Required task
Quote all entries in full, exactly.

Dataset excerpts
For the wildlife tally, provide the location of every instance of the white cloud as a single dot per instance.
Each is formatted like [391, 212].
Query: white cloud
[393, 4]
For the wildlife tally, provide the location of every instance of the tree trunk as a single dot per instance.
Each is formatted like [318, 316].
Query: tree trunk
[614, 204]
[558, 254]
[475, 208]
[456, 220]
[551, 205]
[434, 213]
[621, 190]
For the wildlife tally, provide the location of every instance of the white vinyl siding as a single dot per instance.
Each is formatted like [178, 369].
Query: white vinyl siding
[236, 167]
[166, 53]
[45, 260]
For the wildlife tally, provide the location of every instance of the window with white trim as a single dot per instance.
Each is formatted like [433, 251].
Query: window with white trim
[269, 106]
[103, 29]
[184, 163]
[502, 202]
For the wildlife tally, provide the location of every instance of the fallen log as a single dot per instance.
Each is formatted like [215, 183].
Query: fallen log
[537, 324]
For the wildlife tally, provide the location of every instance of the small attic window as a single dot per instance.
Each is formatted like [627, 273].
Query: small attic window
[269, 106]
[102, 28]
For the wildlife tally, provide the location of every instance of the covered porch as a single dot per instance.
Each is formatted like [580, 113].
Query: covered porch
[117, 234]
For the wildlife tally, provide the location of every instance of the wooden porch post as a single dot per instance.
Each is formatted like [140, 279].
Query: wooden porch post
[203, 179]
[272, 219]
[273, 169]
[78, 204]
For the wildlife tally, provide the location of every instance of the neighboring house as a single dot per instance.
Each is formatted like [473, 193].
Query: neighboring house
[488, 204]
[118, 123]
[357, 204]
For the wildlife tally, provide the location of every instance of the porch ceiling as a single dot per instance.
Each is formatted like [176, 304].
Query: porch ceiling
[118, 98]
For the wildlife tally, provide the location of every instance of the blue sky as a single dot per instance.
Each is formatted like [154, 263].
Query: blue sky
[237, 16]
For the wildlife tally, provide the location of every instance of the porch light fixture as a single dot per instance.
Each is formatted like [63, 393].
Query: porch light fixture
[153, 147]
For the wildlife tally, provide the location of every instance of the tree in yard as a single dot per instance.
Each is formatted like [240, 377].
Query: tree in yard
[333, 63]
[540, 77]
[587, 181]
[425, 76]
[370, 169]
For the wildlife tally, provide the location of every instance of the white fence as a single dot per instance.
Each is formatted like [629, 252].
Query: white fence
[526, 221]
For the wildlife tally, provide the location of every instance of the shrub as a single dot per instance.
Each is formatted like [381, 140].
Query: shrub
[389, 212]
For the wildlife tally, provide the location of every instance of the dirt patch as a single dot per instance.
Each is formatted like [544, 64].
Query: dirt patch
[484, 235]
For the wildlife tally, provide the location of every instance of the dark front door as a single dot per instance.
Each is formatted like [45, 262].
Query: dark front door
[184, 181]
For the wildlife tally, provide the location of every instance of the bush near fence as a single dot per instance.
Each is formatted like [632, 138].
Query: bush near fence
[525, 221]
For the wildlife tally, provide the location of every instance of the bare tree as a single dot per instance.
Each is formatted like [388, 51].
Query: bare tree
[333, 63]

Result below
For the wildlife tally, provide the location of every instance of the white cloud as a single dot per instance.
Each is formatted like [391, 212].
Query: white cloud
[393, 4]
For the wildlife tally, provide the location of every instance of the tree trunk as a single dot per instance.
Each is formatted like [318, 316].
Query: tree trunk
[614, 204]
[558, 254]
[475, 208]
[456, 220]
[551, 205]
[434, 213]
[621, 190]
For the wildlife tally, provide the location of every instance of the white vinyl siding as a single dot per instance.
Each is formatted like [178, 369].
Query: white vinyl siding
[236, 167]
[166, 53]
[45, 260]
For the wildlife tally, provide the location of every instance of the window with white trim as a single dot per instance.
Each is formatted like [433, 251].
Query: window with white trim
[269, 106]
[103, 29]
[184, 163]
[502, 202]
For the wildlife tally, provide the location of every instance of the fallen log as a single dot per instance.
Each is formatted like [215, 183].
Query: fallen log
[537, 324]
For the wildlife tally, provide the location of every instance of the small attic window as a single dot per instance.
Each is formatted like [627, 273].
Query: small attic window
[269, 106]
[102, 28]
For the wildlife tally, provide the location of every instance of the covered porch as a single dot per instance.
Each is formatted like [580, 113].
Query: covered porch
[117, 234]
For the wildlife tally, provide the location of every instance of the wooden porch post as a single dot per instance.
Each is formatted like [140, 279].
Query: wooden porch post
[203, 179]
[272, 219]
[273, 169]
[78, 204]
For the wildlife tally, provide the location of every instance of the neighboring house as a single dot per instance.
Each is formatted like [473, 193].
Query: neighboring house
[488, 204]
[118, 123]
[357, 204]
For the wildlife tally, provide the location of every instance of the porch ceiling as a single dot per instance.
Each is formatted like [176, 304].
Query: porch ceiling
[118, 98]
For the wildlife tally, provide the location of every instance of the blue sky as a single dot per instance.
Each is formatted like [154, 263].
Query: blue sky
[237, 16]
For the wildlife tally, provide the location of every instance of the porch light fixture as a single dot per instance.
Each is formatted like [63, 393].
Query: porch light fixture
[153, 147]
For the wildlife tally, provide the location of every instance of the tree in yard as a single dot per instance.
Each is formatted like [240, 377].
Query: tree in yard
[333, 63]
[540, 77]
[587, 181]
[425, 76]
[370, 169]
For the wildlife tally, provide the location of every instance of the white fence as a single dot per instance.
Each is formatted like [629, 252].
Query: white fence
[526, 221]
For the wildlife tally, provide the location of every instance of the shrub as a single dot per instance.
Each is formatted like [381, 140].
Query: shrub
[389, 212]
For the wildlife tally, provide the location of every instance of the dirt patch as a single dot per instance.
Each is formatted like [544, 64].
Query: dirt patch
[484, 235]
For the wildlife tally, provide the location of every instance of the dark front door as a single dot per instance.
Each is formatted like [45, 262].
Query: dark front door
[184, 181]
For the wildlife tally, provide the location of every instance of the bush near fence as a single dot per instance.
Each is formatted like [632, 138].
Query: bush near fence
[525, 221]
For the wildlife tally, provide the location of every instance of the bare tree as a single dot per instance.
Each is formatted like [388, 51].
Query: bare tree
[333, 63]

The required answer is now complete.